**Stored entries:**
★ ★ ★ ★

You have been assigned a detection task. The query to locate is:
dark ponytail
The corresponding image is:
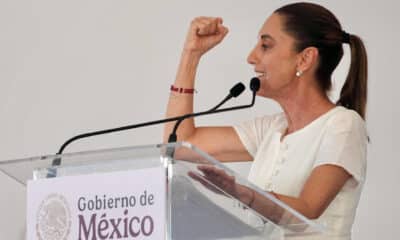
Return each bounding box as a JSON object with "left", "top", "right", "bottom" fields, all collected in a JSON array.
[
  {"left": 337, "top": 34, "right": 368, "bottom": 119},
  {"left": 275, "top": 2, "right": 368, "bottom": 119}
]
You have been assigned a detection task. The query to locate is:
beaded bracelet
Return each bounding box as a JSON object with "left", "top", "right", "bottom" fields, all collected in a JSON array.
[{"left": 170, "top": 84, "right": 197, "bottom": 94}]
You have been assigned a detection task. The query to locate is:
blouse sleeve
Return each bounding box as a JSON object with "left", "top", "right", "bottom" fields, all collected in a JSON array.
[
  {"left": 233, "top": 116, "right": 274, "bottom": 157},
  {"left": 313, "top": 110, "right": 368, "bottom": 185}
]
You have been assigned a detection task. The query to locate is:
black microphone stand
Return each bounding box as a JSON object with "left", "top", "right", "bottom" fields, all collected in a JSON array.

★ ★ ★ ★

**Work to be completed:** Output each record precisely as it appears, and drop every picture.

**Output below:**
You have been assigned a detection task. The query to locate is:
dark ponytail
The corresponding image is:
Return each bounding box as a JSON object with "left", "top", "right", "bottom" fields, all collected in a JSON array.
[
  {"left": 337, "top": 34, "right": 368, "bottom": 119},
  {"left": 275, "top": 2, "right": 368, "bottom": 119}
]
You have been assigned a detection task. The query to locate is:
beaded bracelet
Return each bounding box as a JSON object with "left", "top", "right", "bottom" fields, all collected in a JSON array.
[{"left": 170, "top": 84, "right": 197, "bottom": 94}]
You have been assigned a detection task. The query to locate is:
blouse sleeve
Return each bounding box as a JSON object with "left", "top", "right", "bottom" fields, all collected in a JSON array.
[
  {"left": 233, "top": 116, "right": 274, "bottom": 157},
  {"left": 313, "top": 110, "right": 368, "bottom": 185}
]
You have been assigned a detection task. The query to locate is:
black microphone stand
Return each bounding box as a JSON object with "left", "top", "right", "bottom" fields, all collected in a JSON array.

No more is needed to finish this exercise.